> [MATERIAL TO PROCESS]
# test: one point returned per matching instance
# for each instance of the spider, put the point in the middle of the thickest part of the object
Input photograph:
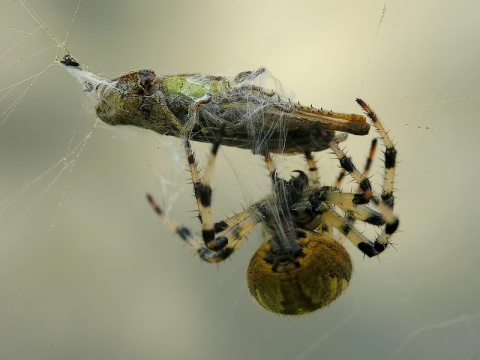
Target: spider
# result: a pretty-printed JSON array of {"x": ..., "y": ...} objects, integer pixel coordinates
[{"x": 301, "y": 266}]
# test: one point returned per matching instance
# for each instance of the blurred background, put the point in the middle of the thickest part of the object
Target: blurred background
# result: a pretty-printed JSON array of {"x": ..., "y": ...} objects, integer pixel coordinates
[{"x": 87, "y": 271}]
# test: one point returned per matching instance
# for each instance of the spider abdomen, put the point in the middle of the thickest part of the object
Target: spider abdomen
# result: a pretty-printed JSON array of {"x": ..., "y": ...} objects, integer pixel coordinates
[{"x": 314, "y": 280}]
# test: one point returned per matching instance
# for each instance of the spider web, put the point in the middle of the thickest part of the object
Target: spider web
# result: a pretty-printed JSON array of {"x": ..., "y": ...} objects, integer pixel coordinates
[{"x": 84, "y": 263}]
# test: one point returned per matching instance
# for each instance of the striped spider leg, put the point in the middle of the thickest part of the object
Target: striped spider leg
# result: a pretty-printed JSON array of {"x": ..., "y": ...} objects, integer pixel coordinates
[
  {"x": 300, "y": 266},
  {"x": 220, "y": 239}
]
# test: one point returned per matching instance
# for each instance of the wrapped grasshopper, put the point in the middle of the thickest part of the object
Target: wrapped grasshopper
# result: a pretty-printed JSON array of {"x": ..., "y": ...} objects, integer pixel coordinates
[{"x": 195, "y": 106}]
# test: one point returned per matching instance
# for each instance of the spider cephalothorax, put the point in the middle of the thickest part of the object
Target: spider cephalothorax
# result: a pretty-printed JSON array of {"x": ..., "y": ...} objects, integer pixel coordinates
[{"x": 300, "y": 267}]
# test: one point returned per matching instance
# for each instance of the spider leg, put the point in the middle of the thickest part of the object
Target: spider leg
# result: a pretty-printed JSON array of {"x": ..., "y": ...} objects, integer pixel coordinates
[
  {"x": 219, "y": 239},
  {"x": 240, "y": 225},
  {"x": 360, "y": 241},
  {"x": 386, "y": 204},
  {"x": 347, "y": 165},
  {"x": 312, "y": 168}
]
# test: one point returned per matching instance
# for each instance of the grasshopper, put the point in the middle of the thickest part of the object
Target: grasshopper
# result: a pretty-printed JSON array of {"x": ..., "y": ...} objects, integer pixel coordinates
[{"x": 195, "y": 106}]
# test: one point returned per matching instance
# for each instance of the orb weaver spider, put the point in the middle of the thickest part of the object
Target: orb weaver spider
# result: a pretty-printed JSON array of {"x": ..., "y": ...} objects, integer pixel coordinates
[{"x": 300, "y": 267}]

> [GOAL] Gather every line of the listing that contains the string "background", matching case exactly.

> [WRITTEN RESPONSE]
# for each instance of the blurred background, put the point in the middle of the thickest part of the object
Target: blurred background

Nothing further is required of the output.